• What the exercise asks: Render the lines below as a numbered list, one item per line and no blank lines, starting at the first line of the entries and ending at the line containing "[634,507,668,602]".

• Material provided:
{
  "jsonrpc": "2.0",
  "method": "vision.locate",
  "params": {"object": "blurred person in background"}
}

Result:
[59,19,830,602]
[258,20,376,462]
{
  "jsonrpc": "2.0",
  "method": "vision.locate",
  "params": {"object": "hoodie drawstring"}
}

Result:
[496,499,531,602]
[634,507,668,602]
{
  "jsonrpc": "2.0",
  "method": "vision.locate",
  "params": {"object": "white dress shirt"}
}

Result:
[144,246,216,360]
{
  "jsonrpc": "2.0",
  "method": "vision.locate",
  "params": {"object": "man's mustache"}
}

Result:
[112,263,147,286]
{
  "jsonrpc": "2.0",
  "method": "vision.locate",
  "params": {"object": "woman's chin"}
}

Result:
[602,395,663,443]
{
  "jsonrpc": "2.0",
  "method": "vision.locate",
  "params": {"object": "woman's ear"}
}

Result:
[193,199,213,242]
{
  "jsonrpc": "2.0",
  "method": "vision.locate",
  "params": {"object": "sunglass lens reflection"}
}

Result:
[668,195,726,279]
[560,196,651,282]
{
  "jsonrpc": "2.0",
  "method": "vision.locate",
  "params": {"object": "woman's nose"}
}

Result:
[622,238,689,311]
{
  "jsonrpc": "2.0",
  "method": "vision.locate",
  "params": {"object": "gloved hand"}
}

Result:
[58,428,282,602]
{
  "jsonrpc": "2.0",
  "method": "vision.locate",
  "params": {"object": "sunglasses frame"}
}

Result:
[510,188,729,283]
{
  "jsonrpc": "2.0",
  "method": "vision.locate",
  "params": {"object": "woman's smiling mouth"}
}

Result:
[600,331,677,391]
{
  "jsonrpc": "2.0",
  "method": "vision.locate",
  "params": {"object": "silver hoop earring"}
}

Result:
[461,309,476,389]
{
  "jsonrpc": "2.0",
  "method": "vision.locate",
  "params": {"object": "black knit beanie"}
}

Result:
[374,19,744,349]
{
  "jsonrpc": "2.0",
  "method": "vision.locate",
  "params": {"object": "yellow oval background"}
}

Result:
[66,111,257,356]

• Finished exercise:
1. {
2.   "jsonrpc": "2.0",
3.   "method": "vision.locate",
4.   "params": {"object": "blurred person in background"}
5. }
6. Result:
7. [59,19,830,602]
8. [258,20,376,462]
9. {
10.   "jsonrpc": "2.0",
11.   "method": "vision.locate",
12.   "params": {"object": "hoodie drawstring"}
13. }
14. Result:
15. [496,499,531,602]
16. [634,507,668,602]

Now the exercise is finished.